## What the task requires
All the lines below should be set down exactly, with no picture carried into the copy.

Referring expression pointing data
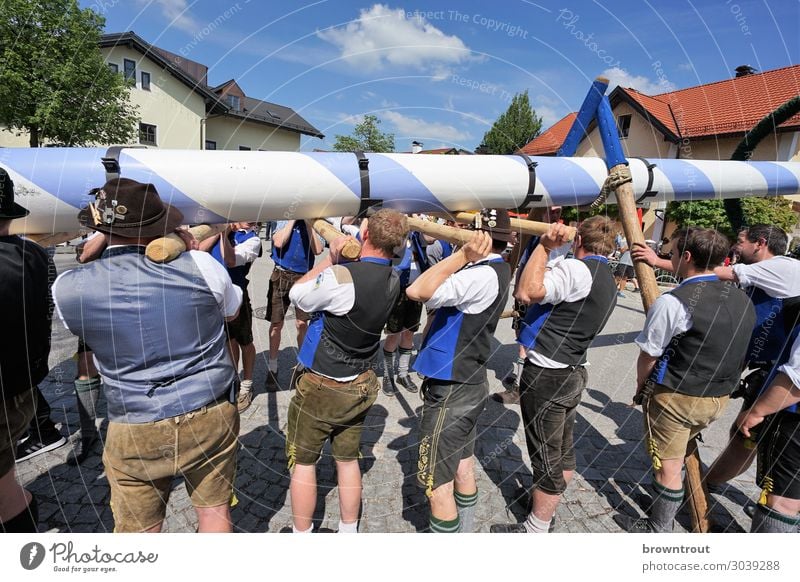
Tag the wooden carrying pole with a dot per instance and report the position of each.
(457, 236)
(168, 248)
(520, 225)
(696, 495)
(351, 249)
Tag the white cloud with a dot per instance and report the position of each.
(617, 76)
(382, 38)
(417, 128)
(177, 12)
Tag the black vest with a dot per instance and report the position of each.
(458, 344)
(708, 359)
(564, 332)
(341, 346)
(25, 315)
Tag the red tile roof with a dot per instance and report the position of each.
(729, 106)
(548, 142)
(719, 108)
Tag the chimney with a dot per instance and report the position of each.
(744, 70)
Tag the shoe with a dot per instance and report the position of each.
(517, 527)
(244, 401)
(31, 447)
(407, 383)
(511, 382)
(507, 528)
(272, 380)
(633, 524)
(389, 387)
(81, 450)
(507, 397)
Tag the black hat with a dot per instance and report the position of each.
(8, 208)
(127, 208)
(496, 222)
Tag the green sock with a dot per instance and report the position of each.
(466, 510)
(444, 526)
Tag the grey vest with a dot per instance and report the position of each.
(156, 331)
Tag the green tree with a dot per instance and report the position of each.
(366, 137)
(54, 83)
(711, 214)
(513, 129)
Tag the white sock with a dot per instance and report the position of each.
(535, 525)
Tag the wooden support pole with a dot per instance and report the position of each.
(168, 248)
(524, 226)
(457, 236)
(51, 240)
(351, 249)
(696, 495)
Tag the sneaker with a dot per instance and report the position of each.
(272, 380)
(31, 447)
(407, 383)
(389, 387)
(633, 524)
(507, 396)
(507, 528)
(245, 400)
(511, 381)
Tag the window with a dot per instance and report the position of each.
(130, 70)
(147, 134)
(233, 101)
(624, 125)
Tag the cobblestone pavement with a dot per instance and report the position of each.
(611, 475)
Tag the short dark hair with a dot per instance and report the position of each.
(388, 230)
(597, 235)
(708, 247)
(775, 237)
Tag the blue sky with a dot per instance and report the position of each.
(441, 72)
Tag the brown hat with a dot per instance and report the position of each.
(8, 208)
(496, 222)
(125, 207)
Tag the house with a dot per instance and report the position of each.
(178, 109)
(705, 122)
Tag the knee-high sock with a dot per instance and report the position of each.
(466, 510)
(403, 361)
(767, 520)
(664, 508)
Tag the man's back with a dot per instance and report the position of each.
(25, 319)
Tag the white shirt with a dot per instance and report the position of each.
(247, 252)
(228, 295)
(567, 280)
(792, 367)
(470, 290)
(332, 291)
(667, 317)
(779, 276)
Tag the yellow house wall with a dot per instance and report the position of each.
(171, 106)
(230, 133)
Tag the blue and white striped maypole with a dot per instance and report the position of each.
(220, 186)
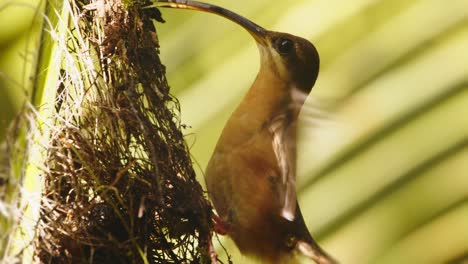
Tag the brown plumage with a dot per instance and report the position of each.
(251, 174)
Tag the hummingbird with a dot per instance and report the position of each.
(251, 176)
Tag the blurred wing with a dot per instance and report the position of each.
(283, 129)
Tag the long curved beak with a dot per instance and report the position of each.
(258, 32)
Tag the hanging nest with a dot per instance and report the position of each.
(119, 186)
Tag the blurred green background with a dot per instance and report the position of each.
(383, 178)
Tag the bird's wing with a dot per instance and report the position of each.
(283, 129)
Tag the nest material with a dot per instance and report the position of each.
(119, 182)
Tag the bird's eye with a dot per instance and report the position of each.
(284, 46)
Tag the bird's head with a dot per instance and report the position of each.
(293, 59)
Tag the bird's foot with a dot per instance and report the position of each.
(219, 225)
(212, 252)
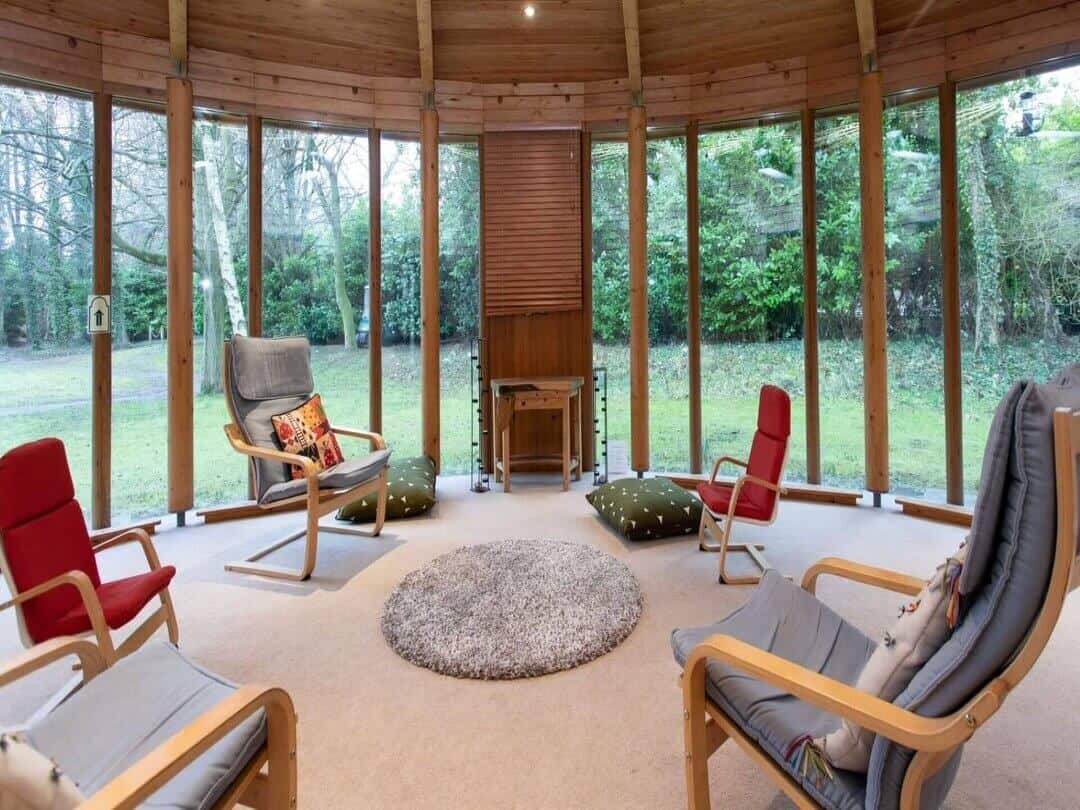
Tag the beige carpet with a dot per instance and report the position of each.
(378, 732)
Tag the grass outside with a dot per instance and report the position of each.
(49, 394)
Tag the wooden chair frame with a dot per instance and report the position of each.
(275, 790)
(164, 615)
(705, 726)
(710, 525)
(319, 502)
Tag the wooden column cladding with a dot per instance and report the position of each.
(429, 282)
(179, 288)
(102, 345)
(872, 192)
(811, 370)
(638, 298)
(950, 296)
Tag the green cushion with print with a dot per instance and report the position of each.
(644, 509)
(410, 491)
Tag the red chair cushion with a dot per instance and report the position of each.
(121, 601)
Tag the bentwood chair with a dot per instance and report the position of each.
(264, 377)
(783, 667)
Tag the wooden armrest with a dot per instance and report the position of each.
(42, 655)
(377, 441)
(143, 779)
(868, 711)
(866, 574)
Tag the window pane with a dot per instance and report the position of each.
(839, 300)
(1020, 253)
(139, 367)
(458, 297)
(46, 228)
(401, 296)
(220, 298)
(669, 296)
(750, 181)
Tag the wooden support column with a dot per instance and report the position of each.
(638, 298)
(693, 294)
(375, 278)
(429, 281)
(179, 288)
(950, 296)
(100, 490)
(810, 298)
(875, 369)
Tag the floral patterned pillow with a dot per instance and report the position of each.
(306, 431)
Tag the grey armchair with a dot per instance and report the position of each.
(265, 377)
(784, 665)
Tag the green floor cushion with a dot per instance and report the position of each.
(640, 509)
(410, 491)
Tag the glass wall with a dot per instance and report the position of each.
(750, 186)
(458, 297)
(914, 299)
(139, 366)
(315, 259)
(46, 230)
(839, 300)
(401, 296)
(669, 302)
(1018, 145)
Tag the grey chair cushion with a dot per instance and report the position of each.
(130, 710)
(785, 620)
(349, 473)
(996, 618)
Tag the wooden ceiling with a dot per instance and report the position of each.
(493, 41)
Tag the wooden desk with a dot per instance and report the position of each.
(511, 394)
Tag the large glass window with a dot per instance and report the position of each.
(46, 228)
(750, 184)
(139, 358)
(1020, 241)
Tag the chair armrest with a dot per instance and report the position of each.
(904, 727)
(378, 443)
(859, 572)
(143, 779)
(42, 655)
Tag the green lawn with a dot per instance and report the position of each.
(49, 394)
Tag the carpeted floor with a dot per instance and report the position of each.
(379, 732)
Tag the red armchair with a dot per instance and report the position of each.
(754, 497)
(51, 566)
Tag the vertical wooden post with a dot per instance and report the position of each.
(179, 292)
(102, 345)
(950, 295)
(693, 294)
(375, 278)
(429, 281)
(586, 297)
(875, 369)
(810, 298)
(638, 298)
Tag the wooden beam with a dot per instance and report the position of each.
(179, 297)
(693, 294)
(429, 282)
(375, 279)
(638, 297)
(102, 345)
(875, 368)
(810, 368)
(950, 296)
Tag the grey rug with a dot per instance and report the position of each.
(512, 609)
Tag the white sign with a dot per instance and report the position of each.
(98, 309)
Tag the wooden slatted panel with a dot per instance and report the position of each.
(531, 221)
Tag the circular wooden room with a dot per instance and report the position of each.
(539, 404)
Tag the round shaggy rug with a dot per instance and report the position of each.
(512, 609)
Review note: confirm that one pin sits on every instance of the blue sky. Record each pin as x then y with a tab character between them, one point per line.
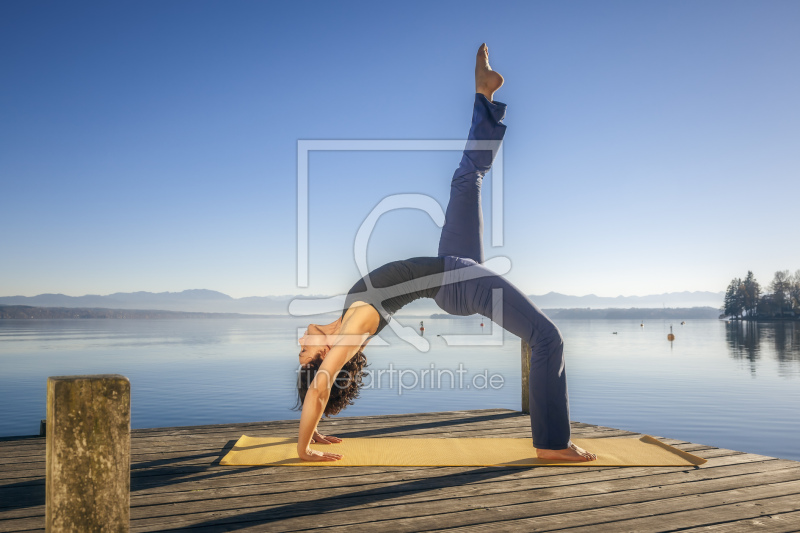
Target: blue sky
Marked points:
651	146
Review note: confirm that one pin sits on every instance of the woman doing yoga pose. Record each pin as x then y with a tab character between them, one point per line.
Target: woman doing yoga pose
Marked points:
332	355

## Task response
Tag the wooden carrying pole with a dot per instance and report the position of each.
(457, 236)
(168, 248)
(520, 225)
(696, 495)
(351, 249)
Tag the white cloud with a dot per instance and report the position of each.
(617, 76)
(382, 38)
(417, 128)
(177, 12)
Tag the black vest with a dot per instance and report the position of each.
(458, 344)
(708, 359)
(564, 332)
(341, 346)
(25, 315)
Tag the red tile roof with a dot per instance and report the position of each.
(729, 106)
(548, 142)
(719, 108)
Tag the chimney with a dot per instance and report the position of each.
(744, 70)
Tag the shoe with a dot per instance and report the position of each.
(517, 527)
(244, 401)
(31, 447)
(407, 383)
(511, 382)
(507, 528)
(272, 380)
(633, 524)
(389, 387)
(81, 450)
(507, 397)
Tag the black hat with a dot per instance and report the position of each.
(8, 208)
(127, 208)
(496, 222)
Tag the green sock with a dot per instance and report the position of each.
(466, 510)
(444, 526)
Tag the grey vest with a dot per instance and report the position of each.
(156, 331)
Tag the green tree with a dot per instance and report the position of each.
(366, 137)
(54, 83)
(711, 214)
(513, 129)
Tag the white sock with a dot per instance and report the position of each.
(535, 525)
Tag the wooden support pole with a dot per instance and report the position of each.
(168, 248)
(524, 226)
(457, 236)
(51, 240)
(351, 249)
(696, 495)
Tag the sneaker with a dot per instance and report the position of each.
(272, 380)
(31, 447)
(407, 383)
(389, 387)
(633, 524)
(507, 396)
(507, 528)
(245, 400)
(511, 381)
Tag the window with a dot per instance and report the position of each.
(130, 70)
(147, 134)
(233, 101)
(624, 125)
Tag the cobblestone pavement with a dot per instance and report the position of each.
(611, 475)
Tag the short dark hair with a dot per instance and report the position of each.
(388, 230)
(597, 235)
(708, 247)
(775, 237)
Tag the blue sky with a dot per instance and report the position of each.
(441, 72)
Tag the brown hat with a dot per instance and report the position of each.
(8, 208)
(496, 222)
(125, 207)
Tag the house with a dot per instance and report the position of each.
(178, 109)
(705, 122)
Tag the knee-high sock with a dot per instance and report the position of each.
(466, 510)
(403, 361)
(767, 520)
(664, 508)
Tag the man's back with a dot per instance and report the position of each.
(25, 319)
Tag the white shirt with a dot per instance and report the position of each.
(247, 252)
(228, 295)
(567, 280)
(792, 367)
(470, 290)
(332, 291)
(667, 317)
(779, 276)
Tag the yellow house wall with a dot per instance and report the position of each.
(171, 106)
(230, 133)
Tag the blue and white striped maypole with a dot per instance and report the position of each.
(220, 186)
Tag the brown plumage with a dot per instance and report the position of each.
(251, 174)
Tag the hummingbird with a dot per instance and report the position of each.
(251, 176)
Tag the blurred wing with a dot per instance and report the position of each.
(283, 129)
Tag the long curved beak with a dot per instance and report the position of each.
(258, 32)
Tag the hanging nest with a dot per instance and report the position of each.
(119, 186)
Tag the blurred green background with a dot per instance and report the position of each.
(383, 178)
Tag the bird's wing with a dot per instance and report the position of each.
(283, 129)
Tag the nest material with a dot per instance and report the position of each.
(119, 182)
Tag the bird's eye with a dot per instance and report the position of each.
(284, 46)
Tag the bird's head with a dot per instance and report the position of each.
(293, 59)
Tag the bird's foot with a dot per instance and report the position of each.
(219, 225)
(212, 252)
Tag the beige carpet with a dot per instance and report the position of each.
(378, 732)
Tag the grass outside with a dot per instance and report the position of each.
(49, 394)
Tag the wooden chair frame with a dot per instance and report the position of each.
(275, 790)
(164, 615)
(705, 726)
(710, 525)
(319, 502)
Tag the wooden column cladding with a dot per instance and report the position of each.
(429, 282)
(179, 288)
(102, 345)
(872, 192)
(811, 370)
(638, 298)
(950, 296)
Tag the green cushion with print with a dot per instance and report the position of each.
(644, 509)
(410, 491)
Tag the red chair cushion with a dot per instance and report the position of each.
(121, 601)
Tag the bentwood chair with a dot per instance and report the position of each.
(264, 377)
(783, 667)
Tag the wooden armrest with a dot per instance and report the position of each.
(42, 655)
(377, 441)
(143, 779)
(868, 711)
(866, 574)
Tag the window pane with a dot per instance and report the position of each.
(839, 300)
(1020, 253)
(139, 367)
(458, 297)
(46, 228)
(401, 296)
(220, 298)
(669, 296)
(750, 181)
Tag the wooden support column with a dot per instance and report the position of each.
(638, 298)
(693, 294)
(375, 278)
(429, 281)
(179, 288)
(950, 296)
(100, 490)
(810, 298)
(875, 369)
Tag the floral patterned pillow with a dot per instance and report the position of each.
(306, 431)
Tag the grey armchair with a dot per instance and report the position of each.
(265, 377)
(784, 665)
Tag the green floor cushion with a dot per instance and report the position of each.
(640, 509)
(410, 491)
Tag the glass wall with a dot per instance and report the position of each.
(750, 186)
(458, 297)
(914, 299)
(139, 366)
(315, 259)
(46, 230)
(839, 300)
(401, 296)
(669, 302)
(1018, 145)
Tag the grey chair cushion with a dot per instance and report the position of each.
(130, 710)
(785, 620)
(349, 473)
(996, 618)
Tag the wooden ceiling with a dot per instance and report the position of each.
(493, 41)
Tag the wooden desk with a dot per instance and report the position of each.
(511, 394)
Tag the large glass window with a dot per instance and report the position of each.
(46, 228)
(750, 184)
(139, 358)
(1020, 241)
Tag the chair armrest with a dot per instance and report the position of each.
(904, 727)
(378, 443)
(859, 572)
(143, 779)
(42, 655)
Tag the green lawn with a dot per instance and report the position of each.
(49, 394)
Tag the carpeted floor with a dot per instance and report the position of each.
(379, 732)
Tag the red armchair with a dot per instance and report the position of each.
(754, 497)
(51, 566)
Tag the vertical wooden post with a dot per instance and report the position of each.
(179, 292)
(102, 345)
(950, 295)
(693, 294)
(375, 278)
(429, 281)
(586, 297)
(875, 369)
(810, 298)
(638, 298)
Tag the wooden beam with a dot per instance and report the position of each.
(179, 297)
(693, 294)
(429, 282)
(375, 279)
(638, 297)
(102, 345)
(875, 368)
(810, 368)
(950, 296)
Tag the grey rug with a dot per instance and report the position of each.
(512, 609)
Tag the white sign with a dot per instance and report the position of each.
(98, 309)
Tag the wooden slatted panel with a dot per instance and report the position of each.
(531, 221)
Tag the circular wooden room with a dot per instance and report the position of each.
(539, 404)
Tag the round shaggy rug with a dot per instance and report the position of each.
(512, 609)
Review note: confirm that one pin sits on every instance of the blue sky. Record each pin as x then y with a tab character between them, one point per line.
Target: blue sky
Marked points:
651	146
Review note: confirm that one pin sits on every instance of the woman doing yoga pose. Record each pin as x then y with a tab character between them, one point per line.
Target: woman doing yoga pose
Marked points:
332	355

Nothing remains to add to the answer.